▶ [Action item]
Exactly the lines from the one containing "Note: point to the green" through the one containing "Note: point to the weathered" in the listing below are to be copied, with the pictures left out.

▶ [Raw data]
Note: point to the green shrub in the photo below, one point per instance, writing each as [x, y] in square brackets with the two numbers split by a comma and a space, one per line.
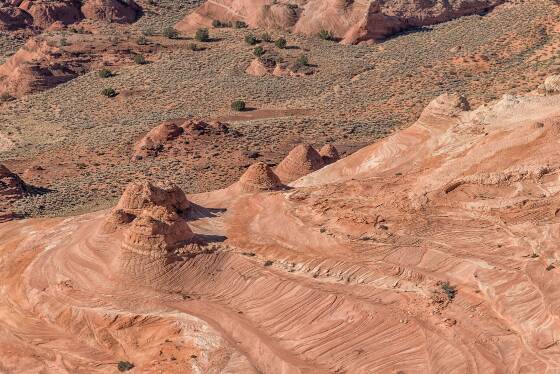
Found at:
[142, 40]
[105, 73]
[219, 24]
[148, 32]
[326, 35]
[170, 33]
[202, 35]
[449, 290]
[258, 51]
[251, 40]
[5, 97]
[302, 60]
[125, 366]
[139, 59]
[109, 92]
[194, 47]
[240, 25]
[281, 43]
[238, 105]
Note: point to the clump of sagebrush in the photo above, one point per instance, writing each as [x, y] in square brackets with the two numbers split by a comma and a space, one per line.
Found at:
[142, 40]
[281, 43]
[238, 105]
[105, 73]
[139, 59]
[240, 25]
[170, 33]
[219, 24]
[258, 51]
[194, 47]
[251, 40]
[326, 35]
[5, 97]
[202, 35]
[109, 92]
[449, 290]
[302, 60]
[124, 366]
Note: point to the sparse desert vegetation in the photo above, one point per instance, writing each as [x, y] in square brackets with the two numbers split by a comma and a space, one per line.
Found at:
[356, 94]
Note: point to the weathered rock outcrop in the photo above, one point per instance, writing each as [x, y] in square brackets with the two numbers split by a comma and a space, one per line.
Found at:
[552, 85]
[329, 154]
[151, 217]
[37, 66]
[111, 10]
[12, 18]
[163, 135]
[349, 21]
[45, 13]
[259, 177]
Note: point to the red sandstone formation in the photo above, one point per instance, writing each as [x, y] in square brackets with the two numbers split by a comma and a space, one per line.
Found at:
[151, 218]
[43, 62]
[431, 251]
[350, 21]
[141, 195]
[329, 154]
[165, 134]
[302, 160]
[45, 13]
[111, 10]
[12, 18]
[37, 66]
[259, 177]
==
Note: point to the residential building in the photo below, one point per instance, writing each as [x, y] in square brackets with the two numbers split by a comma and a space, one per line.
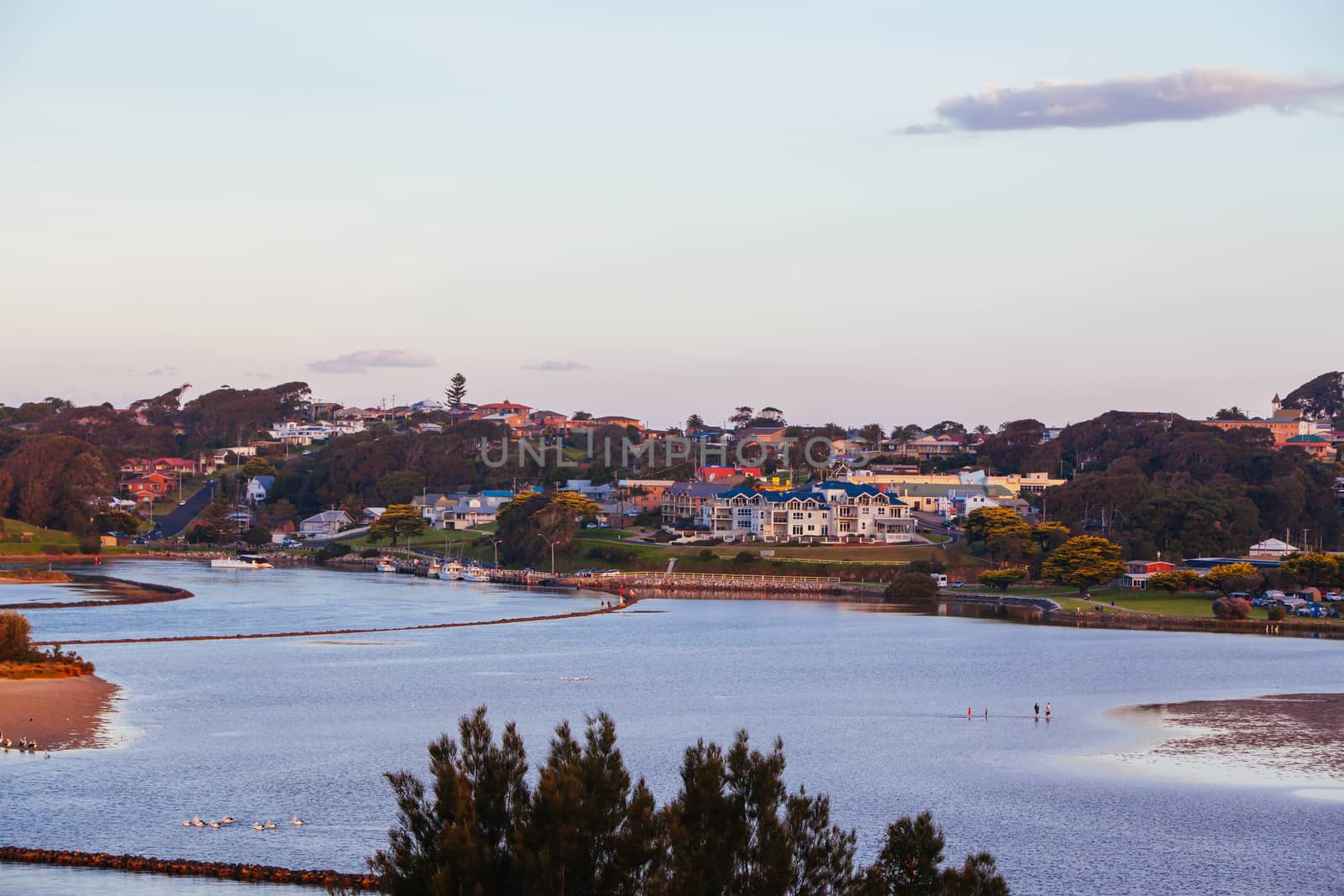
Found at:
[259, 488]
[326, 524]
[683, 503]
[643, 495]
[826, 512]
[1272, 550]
* * *
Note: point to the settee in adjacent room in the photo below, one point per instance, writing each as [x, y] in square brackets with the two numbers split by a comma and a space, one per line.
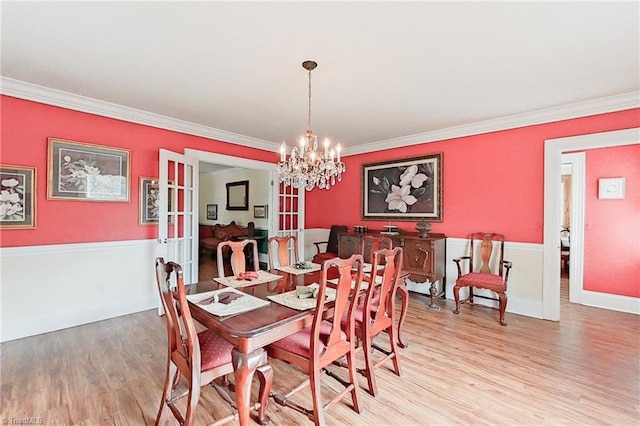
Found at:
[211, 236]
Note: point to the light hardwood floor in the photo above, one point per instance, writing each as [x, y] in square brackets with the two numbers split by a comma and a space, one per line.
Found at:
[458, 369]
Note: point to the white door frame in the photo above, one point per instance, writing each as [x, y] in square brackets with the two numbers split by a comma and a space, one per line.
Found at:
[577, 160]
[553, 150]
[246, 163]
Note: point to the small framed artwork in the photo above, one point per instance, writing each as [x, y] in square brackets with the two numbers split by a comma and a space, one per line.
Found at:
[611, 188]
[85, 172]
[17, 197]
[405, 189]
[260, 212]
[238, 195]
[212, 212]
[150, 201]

▶ [Result of this task]
Note: point to the green shrub in the photo below, one point per instance, writing each as [x, y] in square brackets with the two numbers split by a comma and a space, one per line.
Found at:
[142, 40]
[105, 73]
[219, 24]
[148, 32]
[326, 35]
[170, 33]
[202, 35]
[449, 290]
[258, 51]
[251, 40]
[5, 97]
[302, 60]
[125, 366]
[139, 59]
[109, 92]
[194, 47]
[240, 25]
[281, 43]
[238, 105]
Note: point to the clump of sagebrush in the photo above, one point per instance, writing each as [x, y] in square brackets with the two numbers split by a comma and a space, one per line.
Found at:
[142, 40]
[281, 43]
[238, 105]
[105, 73]
[139, 59]
[240, 25]
[170, 33]
[219, 24]
[258, 51]
[194, 47]
[251, 40]
[326, 35]
[5, 97]
[202, 35]
[109, 92]
[449, 290]
[302, 60]
[124, 366]
Note: point to the sparse desert vegetation in the photo above, one point per instance, writing each as [x, y] in square brackets with the two numbers split by a comma and a space, one per line.
Found at:
[356, 94]
Note: point to the weathered rock outcrop in the photo above, one point per instance, writing each as [x, y] in square brackets with the two numbers split by a comma and a space, one per line.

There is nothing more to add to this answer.